## ТЕКСТОВЫЙ ФРАГМЕНТ:
———
Стоя вместе с Воллманном в окружении портретов и рисунков работников сексуального труда, я спросил у него, что думают по поводу его творчества жена и дочери. «А, да они привыкли», — говорит он. Его дочь пришла в полный восторг от его «мысленного эксперимента», когда Воллманн появился на публике в качестве «Долорес» — трансгендерной женщины, о которой сам он говорит исключительно в третьем лице. Несколько фотографий и рисунков, изображающих его в виде Долорес, находятся в его студии. А жена? Что она думает по поводу Долорес? Воллманн на мгновение приумолк. «Ее это не впечатлило. Когда я только начал эксперимент с Долорес, мне было весело, поскольку я подумал — ну теперь-то я смогу прочувствовать ад, в котором живет этот человек. Меня не должна волновать этика. Я могу предстать в облике этой женщины такой, какая она есть, какой бы она ни была, во всей ее уязвимости и уродстве, в ее тщеславии, и ей нечего на это возразить», — говорит он. Как и его предыдущие опыты осмысления жизни секс-работниц, Долорес была для него способом приблизить свой опыт к психическому опыту женщин. Как говорит он сам: «Пока я не начал переодеваться, я понятия не имел, что значит выйти на улицу и испытывать страх. Это то, через что приходится проходить очень многим людям, и теперь я по-настоящему это понимаю».


Воллманн в образе Долорес

Воллманн признается, что после того, как он появился на публике в облике Долорес, некоторые из его друзей «вели себя отвратительно». Это лишь убедило его в том, что значит быть Долорес. На протяжении всей карьеры он тусуется с неонацистами, пристает к секс-работницам, употребляет наркотики, выпускает тысячестраничные книги с той же скоростью, с которой Апдайк выпускал рассказы, был подозреваемым по делу Унабомбера, но теперь, даже не подозревая этого, преступил последнюю черту. Он посмел отречься от своей маскулинности.
———
## ИСХОДНЫЕ ЗАПИСИ:
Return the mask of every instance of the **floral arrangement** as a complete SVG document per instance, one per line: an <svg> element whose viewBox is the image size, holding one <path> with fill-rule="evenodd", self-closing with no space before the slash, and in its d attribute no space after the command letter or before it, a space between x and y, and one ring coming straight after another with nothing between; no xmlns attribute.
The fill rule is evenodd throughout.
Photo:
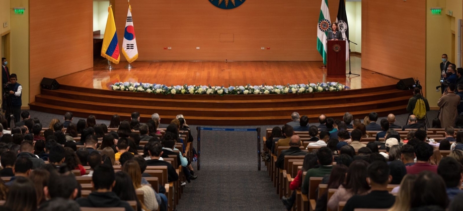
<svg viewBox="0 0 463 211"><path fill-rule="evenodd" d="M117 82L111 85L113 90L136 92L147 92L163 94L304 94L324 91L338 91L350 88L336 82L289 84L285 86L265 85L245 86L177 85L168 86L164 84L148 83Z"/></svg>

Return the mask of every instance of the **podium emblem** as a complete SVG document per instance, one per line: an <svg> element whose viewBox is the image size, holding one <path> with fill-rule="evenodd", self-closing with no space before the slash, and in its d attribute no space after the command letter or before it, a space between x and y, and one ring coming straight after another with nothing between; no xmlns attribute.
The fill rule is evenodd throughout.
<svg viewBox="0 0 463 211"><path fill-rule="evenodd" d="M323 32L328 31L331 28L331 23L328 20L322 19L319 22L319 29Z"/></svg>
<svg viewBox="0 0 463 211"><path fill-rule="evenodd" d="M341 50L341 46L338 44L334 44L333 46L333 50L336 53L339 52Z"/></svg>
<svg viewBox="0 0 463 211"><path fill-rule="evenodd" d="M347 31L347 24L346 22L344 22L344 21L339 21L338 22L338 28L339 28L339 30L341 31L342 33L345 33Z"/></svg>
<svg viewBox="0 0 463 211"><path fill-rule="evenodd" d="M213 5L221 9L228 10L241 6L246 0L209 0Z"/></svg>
———
## ИНСТРУКЦИИ К РАБОТЕ:
- 1) Ответьте на вопросы по тексту о Воллманне:
(a) Что, по словам Воллманна, думают о его творчестве жена и дочери?
(b) В каком лице Воллманн говорит о Долорес?
(c) Как, по признанию Воллманна, повели себя некоторые его друзья после его появления на публике в облике Долорес?
- 2) Перечислите всё, что, согласно тексту о Воллманне, он делал «на протяжении всей карьеры».
- 3) Продолжите текст о Воллманне, начав сразу после его последнего предложения.
Записи в этой работе не используются.

## ОТВЕТЫ ПО ЗАДАНИЯМ:
- 1)
(a) Они привыкли.
(b) Исключительно в третьем лице.
(c) Они «вели себя отвратительно».

- 2)
- Тусуется с неонацистами.
- Пристает к секс-работницам.
- Употребляет наркотики.
- Выпускает тысячестраничные книги с той же скоростью, с которой Апдайк выпускал рассказы.
- Был подозреваемым по делу Унабомбера.

- 3)
Что касается подозрения в том, что он является Унабомбером, Уильям Воллманн действительно был подозреваемым по этому делу. Узнал он об этом случайно, когда запросил свое дело в ФБР во время написания статьи о частной жизни для журнала Harper’s. Его дело насчитывает 785 страниц; только к 294 из них ему предоставили доступ. Когда Воллманн узнал, что его подозревали по делу Унабомбера, он подумал: «Вау, это ж весело. А потом кинулся рассказывать об этом всем своим друзьям. И начал больше читать об этом». Он до сих пор испытывает злость из-за того, что содержание его книг было использовано против него. Его роман «Отцы и вороны», например, рассказывает историю столкновения ирокезов и французских миссионеров на территории, которая тогда называлась Кебек. Оперативник из ФБР с чего-то решил, что название романа имеет какое-то отношение к аббревиатуре FC, которую, как известно, Унабомбер выцарапывал на своих бомбах. «Действие „Отцов и воронов“ происходит в Канаде семнадцатого века, — говорит он. — Эта территория не имела никакого отношения к США даже во времена, когда еще не было никаких США. Я думал, что уж там-то всё по-честному: ирокезы и иезуиты. [Но] они решили, что раз уж он поддерживает пытки ирокезами миссионеров, он точно фанат терроризма» (не всё из того, что ФБР пишет о нем, так уж неприятно: «По всем параметрам ВОЛЛМАНН очень умен и обладает гигантским эго»).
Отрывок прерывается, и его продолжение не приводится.